§ **STATED EXERCISE**:
Count the lines below that contain the word "ceiling". Reply with only the number.

**********

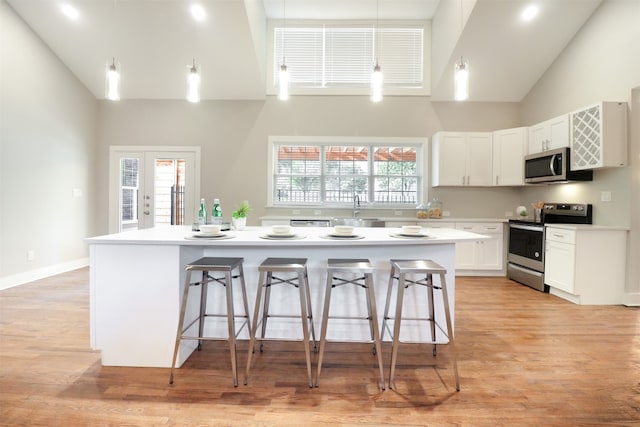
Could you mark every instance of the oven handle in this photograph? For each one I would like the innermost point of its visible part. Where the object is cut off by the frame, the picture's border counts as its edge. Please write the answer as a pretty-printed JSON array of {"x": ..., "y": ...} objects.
[{"x": 527, "y": 227}]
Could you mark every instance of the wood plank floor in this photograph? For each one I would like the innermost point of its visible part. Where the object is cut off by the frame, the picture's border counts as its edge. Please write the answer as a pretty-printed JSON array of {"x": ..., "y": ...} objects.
[{"x": 525, "y": 358}]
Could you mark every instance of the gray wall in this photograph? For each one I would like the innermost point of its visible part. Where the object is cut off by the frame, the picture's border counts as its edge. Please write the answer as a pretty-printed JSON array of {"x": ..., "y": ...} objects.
[
  {"x": 602, "y": 63},
  {"x": 47, "y": 137},
  {"x": 233, "y": 137}
]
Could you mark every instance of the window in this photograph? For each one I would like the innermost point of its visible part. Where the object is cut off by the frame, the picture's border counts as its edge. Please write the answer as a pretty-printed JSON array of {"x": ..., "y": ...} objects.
[
  {"x": 333, "y": 172},
  {"x": 331, "y": 57}
]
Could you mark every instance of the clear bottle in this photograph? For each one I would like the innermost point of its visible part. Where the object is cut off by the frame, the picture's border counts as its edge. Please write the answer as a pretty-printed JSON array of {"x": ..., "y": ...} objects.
[
  {"x": 202, "y": 213},
  {"x": 216, "y": 212}
]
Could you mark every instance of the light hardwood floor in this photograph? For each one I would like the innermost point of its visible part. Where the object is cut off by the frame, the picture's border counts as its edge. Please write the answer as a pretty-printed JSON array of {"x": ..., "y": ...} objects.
[{"x": 525, "y": 358}]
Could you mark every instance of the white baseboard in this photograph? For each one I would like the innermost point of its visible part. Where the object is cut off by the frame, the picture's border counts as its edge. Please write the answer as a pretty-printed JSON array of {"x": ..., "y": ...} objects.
[
  {"x": 632, "y": 299},
  {"x": 41, "y": 273}
]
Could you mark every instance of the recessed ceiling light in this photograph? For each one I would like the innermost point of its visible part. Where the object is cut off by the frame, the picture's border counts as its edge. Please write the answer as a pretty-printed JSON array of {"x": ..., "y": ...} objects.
[
  {"x": 70, "y": 11},
  {"x": 198, "y": 12},
  {"x": 529, "y": 12}
]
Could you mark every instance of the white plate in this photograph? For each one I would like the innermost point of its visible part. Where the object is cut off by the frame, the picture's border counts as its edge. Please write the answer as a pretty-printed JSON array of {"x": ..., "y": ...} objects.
[
  {"x": 203, "y": 234},
  {"x": 281, "y": 235}
]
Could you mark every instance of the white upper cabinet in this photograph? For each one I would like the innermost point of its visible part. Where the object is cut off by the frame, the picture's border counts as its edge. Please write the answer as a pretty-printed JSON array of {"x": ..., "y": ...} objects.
[
  {"x": 462, "y": 159},
  {"x": 599, "y": 136},
  {"x": 550, "y": 134},
  {"x": 509, "y": 148}
]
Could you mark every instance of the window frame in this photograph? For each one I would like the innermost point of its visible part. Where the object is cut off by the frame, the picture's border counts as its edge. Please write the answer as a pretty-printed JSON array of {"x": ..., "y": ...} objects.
[
  {"x": 421, "y": 145},
  {"x": 424, "y": 90}
]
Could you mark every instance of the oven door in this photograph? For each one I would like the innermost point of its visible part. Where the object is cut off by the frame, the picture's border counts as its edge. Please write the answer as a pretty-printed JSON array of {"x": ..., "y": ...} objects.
[{"x": 526, "y": 245}]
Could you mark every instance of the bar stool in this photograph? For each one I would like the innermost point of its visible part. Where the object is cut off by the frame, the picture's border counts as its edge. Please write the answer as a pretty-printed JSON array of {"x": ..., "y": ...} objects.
[
  {"x": 209, "y": 265},
  {"x": 399, "y": 269},
  {"x": 269, "y": 266},
  {"x": 364, "y": 270}
]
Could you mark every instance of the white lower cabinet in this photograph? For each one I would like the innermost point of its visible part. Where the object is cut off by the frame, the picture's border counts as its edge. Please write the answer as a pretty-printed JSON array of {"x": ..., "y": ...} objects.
[
  {"x": 586, "y": 265},
  {"x": 483, "y": 256}
]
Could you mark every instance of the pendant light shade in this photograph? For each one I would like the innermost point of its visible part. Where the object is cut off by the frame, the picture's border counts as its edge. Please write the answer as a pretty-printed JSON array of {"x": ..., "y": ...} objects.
[
  {"x": 376, "y": 84},
  {"x": 283, "y": 78},
  {"x": 376, "y": 76},
  {"x": 283, "y": 83},
  {"x": 112, "y": 84},
  {"x": 461, "y": 80},
  {"x": 193, "y": 83}
]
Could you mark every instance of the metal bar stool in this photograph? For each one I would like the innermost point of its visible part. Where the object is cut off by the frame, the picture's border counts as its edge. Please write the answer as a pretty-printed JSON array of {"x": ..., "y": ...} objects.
[
  {"x": 209, "y": 265},
  {"x": 363, "y": 268},
  {"x": 269, "y": 266},
  {"x": 399, "y": 269}
]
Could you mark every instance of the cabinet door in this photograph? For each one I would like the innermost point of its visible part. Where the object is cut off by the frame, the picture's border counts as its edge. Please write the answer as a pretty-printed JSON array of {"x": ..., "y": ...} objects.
[
  {"x": 508, "y": 156},
  {"x": 558, "y": 132},
  {"x": 538, "y": 135},
  {"x": 490, "y": 256},
  {"x": 466, "y": 255},
  {"x": 479, "y": 158},
  {"x": 559, "y": 266},
  {"x": 449, "y": 152}
]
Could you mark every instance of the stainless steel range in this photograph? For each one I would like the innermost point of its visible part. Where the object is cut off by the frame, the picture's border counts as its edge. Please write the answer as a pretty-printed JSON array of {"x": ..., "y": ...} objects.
[{"x": 525, "y": 257}]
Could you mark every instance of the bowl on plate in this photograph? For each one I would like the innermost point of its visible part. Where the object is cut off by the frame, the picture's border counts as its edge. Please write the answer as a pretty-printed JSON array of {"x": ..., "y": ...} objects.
[
  {"x": 210, "y": 228},
  {"x": 343, "y": 230},
  {"x": 411, "y": 229},
  {"x": 281, "y": 229}
]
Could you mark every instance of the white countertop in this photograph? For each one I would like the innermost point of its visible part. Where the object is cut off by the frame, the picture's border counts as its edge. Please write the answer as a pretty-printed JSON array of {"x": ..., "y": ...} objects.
[
  {"x": 381, "y": 218},
  {"x": 254, "y": 237},
  {"x": 588, "y": 227}
]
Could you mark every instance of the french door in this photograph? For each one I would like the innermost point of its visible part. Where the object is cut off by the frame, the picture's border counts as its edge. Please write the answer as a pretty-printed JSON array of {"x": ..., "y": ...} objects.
[{"x": 152, "y": 186}]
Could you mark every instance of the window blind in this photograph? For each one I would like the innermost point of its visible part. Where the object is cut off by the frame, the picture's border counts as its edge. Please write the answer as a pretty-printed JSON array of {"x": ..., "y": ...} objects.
[{"x": 330, "y": 56}]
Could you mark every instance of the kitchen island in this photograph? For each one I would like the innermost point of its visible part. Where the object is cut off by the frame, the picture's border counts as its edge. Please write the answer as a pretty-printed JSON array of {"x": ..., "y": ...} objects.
[{"x": 136, "y": 282}]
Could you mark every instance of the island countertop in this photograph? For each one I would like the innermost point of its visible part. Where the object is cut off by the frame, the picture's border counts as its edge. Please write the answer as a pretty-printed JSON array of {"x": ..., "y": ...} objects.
[
  {"x": 137, "y": 277},
  {"x": 257, "y": 236}
]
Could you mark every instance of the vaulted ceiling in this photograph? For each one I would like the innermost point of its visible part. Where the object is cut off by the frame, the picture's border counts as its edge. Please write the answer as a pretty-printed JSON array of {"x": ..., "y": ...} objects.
[{"x": 155, "y": 40}]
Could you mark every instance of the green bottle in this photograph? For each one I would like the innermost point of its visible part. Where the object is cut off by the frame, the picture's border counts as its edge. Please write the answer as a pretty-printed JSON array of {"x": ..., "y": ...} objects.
[
  {"x": 202, "y": 213},
  {"x": 216, "y": 212}
]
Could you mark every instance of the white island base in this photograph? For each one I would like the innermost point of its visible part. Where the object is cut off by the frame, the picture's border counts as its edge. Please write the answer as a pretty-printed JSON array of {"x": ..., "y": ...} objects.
[{"x": 137, "y": 279}]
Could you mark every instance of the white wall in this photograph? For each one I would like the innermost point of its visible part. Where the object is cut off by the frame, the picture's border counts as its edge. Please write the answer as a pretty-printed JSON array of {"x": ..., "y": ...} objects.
[
  {"x": 602, "y": 63},
  {"x": 47, "y": 135}
]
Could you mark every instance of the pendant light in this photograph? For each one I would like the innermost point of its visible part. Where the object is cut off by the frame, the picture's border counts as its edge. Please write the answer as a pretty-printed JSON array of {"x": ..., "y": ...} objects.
[
  {"x": 112, "y": 83},
  {"x": 112, "y": 86},
  {"x": 376, "y": 76},
  {"x": 461, "y": 79},
  {"x": 283, "y": 78},
  {"x": 461, "y": 71},
  {"x": 193, "y": 82}
]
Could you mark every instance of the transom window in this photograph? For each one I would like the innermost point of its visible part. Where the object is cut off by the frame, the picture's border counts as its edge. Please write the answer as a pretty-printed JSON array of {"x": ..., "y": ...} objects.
[
  {"x": 334, "y": 173},
  {"x": 341, "y": 56}
]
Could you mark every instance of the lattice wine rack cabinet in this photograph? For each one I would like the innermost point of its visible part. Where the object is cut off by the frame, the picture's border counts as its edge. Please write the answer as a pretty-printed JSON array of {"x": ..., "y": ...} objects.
[{"x": 599, "y": 136}]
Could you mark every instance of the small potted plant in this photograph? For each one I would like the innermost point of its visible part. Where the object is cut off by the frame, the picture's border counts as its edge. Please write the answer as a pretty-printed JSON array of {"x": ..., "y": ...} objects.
[{"x": 239, "y": 217}]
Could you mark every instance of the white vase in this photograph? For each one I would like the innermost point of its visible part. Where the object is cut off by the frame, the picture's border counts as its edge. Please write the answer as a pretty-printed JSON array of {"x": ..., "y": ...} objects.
[{"x": 239, "y": 223}]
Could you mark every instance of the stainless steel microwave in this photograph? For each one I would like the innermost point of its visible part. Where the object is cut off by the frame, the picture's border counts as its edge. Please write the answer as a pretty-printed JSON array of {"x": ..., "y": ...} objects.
[{"x": 553, "y": 166}]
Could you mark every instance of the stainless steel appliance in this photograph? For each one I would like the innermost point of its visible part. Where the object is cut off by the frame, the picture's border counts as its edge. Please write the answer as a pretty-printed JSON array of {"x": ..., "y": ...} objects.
[
  {"x": 553, "y": 166},
  {"x": 525, "y": 256}
]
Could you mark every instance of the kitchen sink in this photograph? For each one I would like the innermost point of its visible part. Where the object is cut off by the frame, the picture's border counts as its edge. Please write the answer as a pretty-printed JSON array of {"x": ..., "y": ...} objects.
[{"x": 358, "y": 222}]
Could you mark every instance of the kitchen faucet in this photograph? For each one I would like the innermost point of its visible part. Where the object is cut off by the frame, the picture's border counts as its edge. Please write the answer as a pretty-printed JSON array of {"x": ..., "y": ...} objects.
[{"x": 356, "y": 205}]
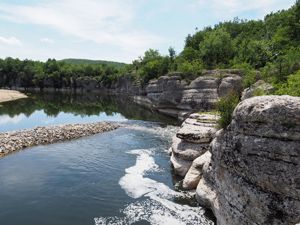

**********

§ **OUTPUT**:
2